**Texte présenté**
En tout cas la Suisse et la Belgique se ressemble beaucoup.
Oui je ressens ça quand je viens ici.
Tu te sens carrément chez toi ?
Je sais pas. Il y a quand même beaucoup de montagnes ! Sinon j’ai l’impression que les gens ici sont un peu plus "down to earth" que les français.
Mouais. Ils sont surtout plus coincés.
Je ne sais pas mais et tout cas, quand je fais des interviews en Suisse, les questions ressemblent beaucoup à celles que l’on me pose en Belgique. Quand je suis en France, par contre, on me pose une énorme question avec la réponse de ce que eux ils pensent déjà inclue dedans. Mais bon, j’adore la France, hein !
Puisqu’on parle de la Suisse et de la Belgique. Lequel est le pays du chocolat ?
La Belgique !
Mauvaise réponse.
Si !
Sauf que Neuhaus, le type qui aurait le premier amené le chocolat en Belgique, est originaire de Suisse…
Oui mais bon, il y a plein d’exemples de gens qui ont commencé un truc et ça veut pas dire qu’ils l’ont fait correctement ! (rires) Je vais me faire taper ! Non mais, sérieusement, y a de la place pour tout le monde.
Mais le chocolat, c’est sacré.

**Objectif de l'exercice**
Recopie le passage de l'échange sur la Suisse et la Belgique compris entre « Oui je ressens » et « du chocolat ? », bornes incluses, en changeant « montagnes » en « collines ».

**Données fournies**
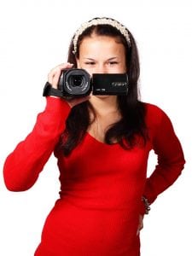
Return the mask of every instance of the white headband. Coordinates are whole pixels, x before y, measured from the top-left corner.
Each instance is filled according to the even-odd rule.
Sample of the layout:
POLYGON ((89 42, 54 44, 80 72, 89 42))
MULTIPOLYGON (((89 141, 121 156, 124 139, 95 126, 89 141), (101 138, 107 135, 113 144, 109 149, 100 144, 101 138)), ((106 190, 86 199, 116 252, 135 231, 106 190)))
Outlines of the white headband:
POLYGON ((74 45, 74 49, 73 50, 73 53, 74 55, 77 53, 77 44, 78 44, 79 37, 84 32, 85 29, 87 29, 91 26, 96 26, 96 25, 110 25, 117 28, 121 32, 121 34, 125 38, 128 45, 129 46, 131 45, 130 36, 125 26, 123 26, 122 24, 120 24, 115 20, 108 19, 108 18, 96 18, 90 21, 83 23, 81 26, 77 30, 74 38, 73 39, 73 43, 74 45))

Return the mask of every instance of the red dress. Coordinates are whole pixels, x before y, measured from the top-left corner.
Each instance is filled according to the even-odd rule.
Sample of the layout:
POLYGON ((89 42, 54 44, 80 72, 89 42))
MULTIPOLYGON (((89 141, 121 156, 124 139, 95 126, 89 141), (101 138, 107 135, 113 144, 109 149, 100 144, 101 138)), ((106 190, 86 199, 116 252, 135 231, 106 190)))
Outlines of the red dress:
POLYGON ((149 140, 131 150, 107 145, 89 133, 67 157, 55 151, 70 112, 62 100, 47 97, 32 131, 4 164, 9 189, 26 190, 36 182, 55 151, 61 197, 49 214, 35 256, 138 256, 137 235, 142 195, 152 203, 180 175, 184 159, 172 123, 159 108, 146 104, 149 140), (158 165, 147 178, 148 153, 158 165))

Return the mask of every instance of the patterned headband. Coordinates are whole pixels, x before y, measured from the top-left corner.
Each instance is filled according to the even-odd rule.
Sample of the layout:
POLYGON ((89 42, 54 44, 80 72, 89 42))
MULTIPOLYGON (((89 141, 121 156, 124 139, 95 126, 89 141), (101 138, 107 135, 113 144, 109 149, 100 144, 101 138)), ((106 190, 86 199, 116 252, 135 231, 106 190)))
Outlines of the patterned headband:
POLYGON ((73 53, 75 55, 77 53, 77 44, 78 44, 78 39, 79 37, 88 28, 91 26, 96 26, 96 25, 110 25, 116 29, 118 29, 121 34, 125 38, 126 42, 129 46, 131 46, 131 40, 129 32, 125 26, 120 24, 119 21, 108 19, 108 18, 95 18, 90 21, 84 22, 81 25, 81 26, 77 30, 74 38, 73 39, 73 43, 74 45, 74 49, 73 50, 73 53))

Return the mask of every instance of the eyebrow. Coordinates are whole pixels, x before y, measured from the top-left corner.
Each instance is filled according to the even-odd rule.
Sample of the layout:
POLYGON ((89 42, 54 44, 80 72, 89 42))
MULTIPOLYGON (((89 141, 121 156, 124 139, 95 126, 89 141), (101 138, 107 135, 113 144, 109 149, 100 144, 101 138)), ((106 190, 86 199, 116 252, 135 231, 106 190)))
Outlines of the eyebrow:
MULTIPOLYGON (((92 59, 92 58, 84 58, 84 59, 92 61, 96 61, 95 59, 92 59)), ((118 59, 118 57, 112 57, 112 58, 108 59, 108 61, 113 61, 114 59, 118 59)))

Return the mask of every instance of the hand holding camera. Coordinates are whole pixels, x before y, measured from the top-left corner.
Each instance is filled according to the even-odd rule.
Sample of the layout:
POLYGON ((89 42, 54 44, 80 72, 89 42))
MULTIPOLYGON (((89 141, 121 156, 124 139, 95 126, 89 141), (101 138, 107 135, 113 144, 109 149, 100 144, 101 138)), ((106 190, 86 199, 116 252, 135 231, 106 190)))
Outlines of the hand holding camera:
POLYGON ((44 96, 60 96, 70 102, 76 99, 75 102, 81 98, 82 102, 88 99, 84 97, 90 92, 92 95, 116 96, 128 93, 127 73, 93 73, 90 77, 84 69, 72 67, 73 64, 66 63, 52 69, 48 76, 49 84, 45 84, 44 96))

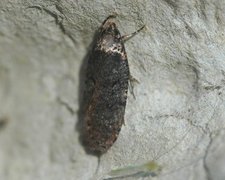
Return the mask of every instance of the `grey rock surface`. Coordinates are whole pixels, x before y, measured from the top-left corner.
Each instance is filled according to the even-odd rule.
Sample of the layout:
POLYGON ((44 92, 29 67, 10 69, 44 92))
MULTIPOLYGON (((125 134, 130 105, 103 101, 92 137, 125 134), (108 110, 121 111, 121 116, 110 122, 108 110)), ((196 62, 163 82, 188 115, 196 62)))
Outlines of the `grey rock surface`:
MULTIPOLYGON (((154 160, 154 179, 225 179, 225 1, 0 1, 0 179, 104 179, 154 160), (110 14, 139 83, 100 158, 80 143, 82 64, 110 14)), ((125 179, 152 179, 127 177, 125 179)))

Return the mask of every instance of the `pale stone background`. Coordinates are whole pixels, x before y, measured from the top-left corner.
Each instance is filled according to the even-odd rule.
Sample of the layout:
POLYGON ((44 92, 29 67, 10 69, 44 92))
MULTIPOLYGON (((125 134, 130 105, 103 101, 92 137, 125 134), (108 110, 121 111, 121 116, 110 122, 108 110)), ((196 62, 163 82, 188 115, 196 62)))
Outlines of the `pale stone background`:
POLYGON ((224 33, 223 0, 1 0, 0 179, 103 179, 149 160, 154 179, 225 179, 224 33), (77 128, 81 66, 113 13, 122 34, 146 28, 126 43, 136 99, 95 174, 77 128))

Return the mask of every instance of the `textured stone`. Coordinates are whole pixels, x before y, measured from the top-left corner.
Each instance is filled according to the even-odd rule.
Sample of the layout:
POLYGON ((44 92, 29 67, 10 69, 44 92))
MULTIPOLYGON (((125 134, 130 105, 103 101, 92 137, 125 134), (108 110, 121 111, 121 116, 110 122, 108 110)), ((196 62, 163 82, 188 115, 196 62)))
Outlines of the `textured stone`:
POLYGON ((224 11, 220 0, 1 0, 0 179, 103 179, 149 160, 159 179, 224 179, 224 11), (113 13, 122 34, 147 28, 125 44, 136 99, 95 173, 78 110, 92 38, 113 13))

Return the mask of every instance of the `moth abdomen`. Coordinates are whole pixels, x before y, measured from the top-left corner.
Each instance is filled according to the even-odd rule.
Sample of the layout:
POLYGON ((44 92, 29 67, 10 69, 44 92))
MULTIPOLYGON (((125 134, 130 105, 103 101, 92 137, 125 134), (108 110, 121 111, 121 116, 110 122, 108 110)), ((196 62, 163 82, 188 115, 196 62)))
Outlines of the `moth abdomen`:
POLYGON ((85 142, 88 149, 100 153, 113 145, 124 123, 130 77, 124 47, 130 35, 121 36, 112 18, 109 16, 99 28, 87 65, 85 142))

**En réponse**
Oui je ressens ça quand je viens ici.
Tu te sens carrément chez toi ?
Je sais pas. Il y a quand même beaucoup de collines ! Sinon j’ai l’impression que les gens ici sont un peu plus "down to earth" que les français.
Mouais. Ils sont surtout plus coincés.
Je ne sais pas mais et tout cas, quand je fais des interviews en Suisse, les questions ressemblent beaucoup à celles que l’on me pose en Belgique. Quand je suis en France, par contre, on me pose une énorme question avec la réponse de ce que eux ils pensent déjà inclue dedans. Mais bon, j’adore la France, hein !
Puisqu’on parle de la Suisse et de la Belgique. Lequel est le pays du chocolat ?